╔══

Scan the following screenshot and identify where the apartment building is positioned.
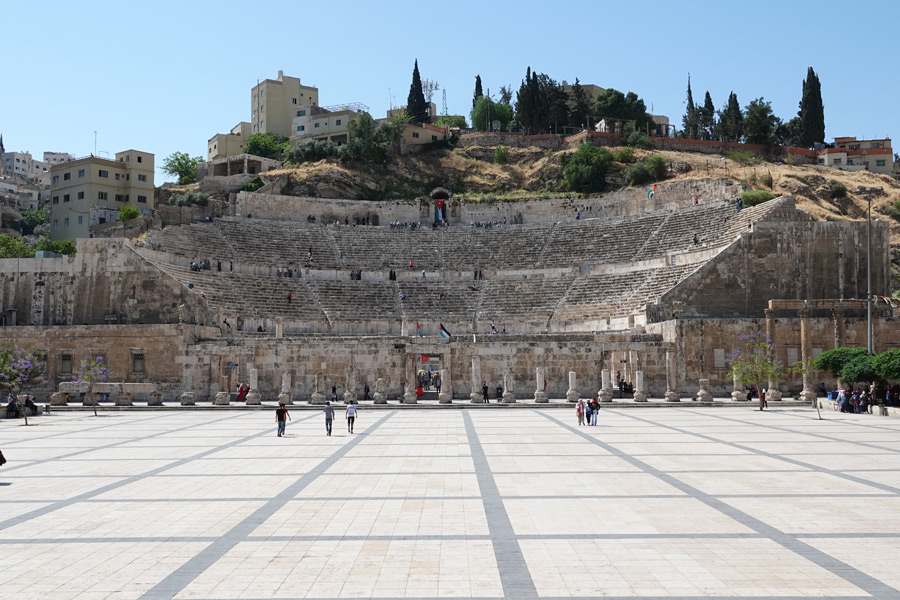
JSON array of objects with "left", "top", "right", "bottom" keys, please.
[
  {"left": 816, "top": 137, "right": 894, "bottom": 175},
  {"left": 206, "top": 121, "right": 250, "bottom": 161},
  {"left": 50, "top": 150, "right": 154, "bottom": 240},
  {"left": 250, "top": 70, "right": 319, "bottom": 138}
]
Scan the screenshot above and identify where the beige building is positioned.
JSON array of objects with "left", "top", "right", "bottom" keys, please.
[
  {"left": 206, "top": 121, "right": 250, "bottom": 160},
  {"left": 50, "top": 150, "right": 154, "bottom": 240},
  {"left": 816, "top": 137, "right": 894, "bottom": 175},
  {"left": 250, "top": 70, "right": 319, "bottom": 138}
]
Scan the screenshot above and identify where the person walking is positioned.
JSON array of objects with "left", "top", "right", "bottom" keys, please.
[
  {"left": 324, "top": 401, "right": 334, "bottom": 436},
  {"left": 344, "top": 400, "right": 356, "bottom": 433},
  {"left": 275, "top": 402, "right": 291, "bottom": 437}
]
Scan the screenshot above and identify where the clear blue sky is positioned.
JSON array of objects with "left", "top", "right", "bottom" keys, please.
[{"left": 0, "top": 0, "right": 900, "bottom": 183}]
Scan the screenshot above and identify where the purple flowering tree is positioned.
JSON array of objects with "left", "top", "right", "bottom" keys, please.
[
  {"left": 72, "top": 354, "right": 114, "bottom": 417},
  {"left": 0, "top": 341, "right": 45, "bottom": 425}
]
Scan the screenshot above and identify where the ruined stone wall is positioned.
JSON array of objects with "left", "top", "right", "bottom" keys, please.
[{"left": 648, "top": 217, "right": 891, "bottom": 320}]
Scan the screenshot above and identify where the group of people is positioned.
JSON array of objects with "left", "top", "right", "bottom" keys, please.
[
  {"left": 575, "top": 396, "right": 600, "bottom": 426},
  {"left": 275, "top": 400, "right": 359, "bottom": 437}
]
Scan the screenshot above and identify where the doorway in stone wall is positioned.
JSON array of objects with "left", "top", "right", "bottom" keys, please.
[{"left": 416, "top": 354, "right": 441, "bottom": 400}]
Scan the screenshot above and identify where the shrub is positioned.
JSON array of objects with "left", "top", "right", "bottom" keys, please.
[
  {"left": 564, "top": 144, "right": 613, "bottom": 192},
  {"left": 741, "top": 190, "right": 775, "bottom": 208},
  {"left": 831, "top": 181, "right": 847, "bottom": 198},
  {"left": 613, "top": 146, "right": 635, "bottom": 165}
]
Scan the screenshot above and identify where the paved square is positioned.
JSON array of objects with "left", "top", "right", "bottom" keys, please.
[{"left": 0, "top": 404, "right": 900, "bottom": 600}]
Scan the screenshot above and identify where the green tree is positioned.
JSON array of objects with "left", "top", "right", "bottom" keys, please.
[
  {"left": 0, "top": 233, "right": 34, "bottom": 258},
  {"left": 681, "top": 73, "right": 700, "bottom": 140},
  {"left": 719, "top": 92, "right": 744, "bottom": 142},
  {"left": 119, "top": 204, "right": 141, "bottom": 221},
  {"left": 744, "top": 98, "right": 778, "bottom": 146},
  {"left": 472, "top": 75, "right": 484, "bottom": 109},
  {"left": 241, "top": 132, "right": 291, "bottom": 160},
  {"left": 872, "top": 348, "right": 900, "bottom": 381},
  {"left": 726, "top": 333, "right": 784, "bottom": 400},
  {"left": 563, "top": 144, "right": 613, "bottom": 193},
  {"left": 34, "top": 237, "right": 75, "bottom": 256},
  {"left": 20, "top": 206, "right": 50, "bottom": 235},
  {"left": 797, "top": 67, "right": 825, "bottom": 148},
  {"left": 697, "top": 92, "right": 716, "bottom": 140},
  {"left": 163, "top": 152, "right": 203, "bottom": 185},
  {"left": 813, "top": 347, "right": 869, "bottom": 379},
  {"left": 406, "top": 59, "right": 431, "bottom": 123},
  {"left": 434, "top": 115, "right": 469, "bottom": 129}
]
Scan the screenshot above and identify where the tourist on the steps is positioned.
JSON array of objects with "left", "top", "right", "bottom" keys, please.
[{"left": 275, "top": 402, "right": 291, "bottom": 437}]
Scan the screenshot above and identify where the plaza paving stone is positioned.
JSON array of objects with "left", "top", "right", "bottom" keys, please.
[{"left": 0, "top": 405, "right": 900, "bottom": 600}]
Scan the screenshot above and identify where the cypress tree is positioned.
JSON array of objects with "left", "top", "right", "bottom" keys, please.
[
  {"left": 406, "top": 59, "right": 431, "bottom": 123},
  {"left": 797, "top": 67, "right": 825, "bottom": 147},
  {"left": 681, "top": 73, "right": 699, "bottom": 140}
]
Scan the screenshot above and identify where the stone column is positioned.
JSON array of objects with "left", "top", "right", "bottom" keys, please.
[
  {"left": 695, "top": 379, "right": 712, "bottom": 402},
  {"left": 438, "top": 369, "right": 453, "bottom": 404},
  {"left": 534, "top": 367, "right": 549, "bottom": 404},
  {"left": 632, "top": 371, "right": 647, "bottom": 402},
  {"left": 666, "top": 350, "right": 681, "bottom": 402},
  {"left": 566, "top": 371, "right": 581, "bottom": 402},
  {"left": 800, "top": 309, "right": 816, "bottom": 402},
  {"left": 503, "top": 373, "right": 516, "bottom": 404},
  {"left": 831, "top": 308, "right": 844, "bottom": 348},
  {"left": 731, "top": 375, "right": 747, "bottom": 402},
  {"left": 469, "top": 356, "right": 486, "bottom": 404},
  {"left": 597, "top": 369, "right": 612, "bottom": 402},
  {"left": 244, "top": 369, "right": 262, "bottom": 406},
  {"left": 278, "top": 370, "right": 294, "bottom": 405},
  {"left": 403, "top": 353, "right": 416, "bottom": 404},
  {"left": 757, "top": 308, "right": 781, "bottom": 400},
  {"left": 309, "top": 371, "right": 325, "bottom": 404}
]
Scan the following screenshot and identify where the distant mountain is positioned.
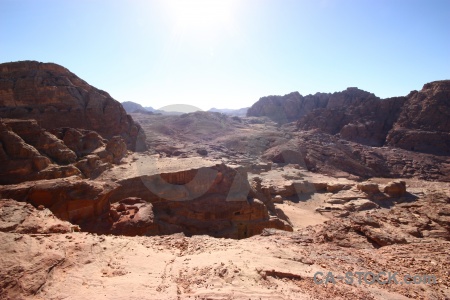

╚══

• What you are asked to do
How many lines of the listing above contain the string "tree"? Reply with the number only.

• Exercise response
3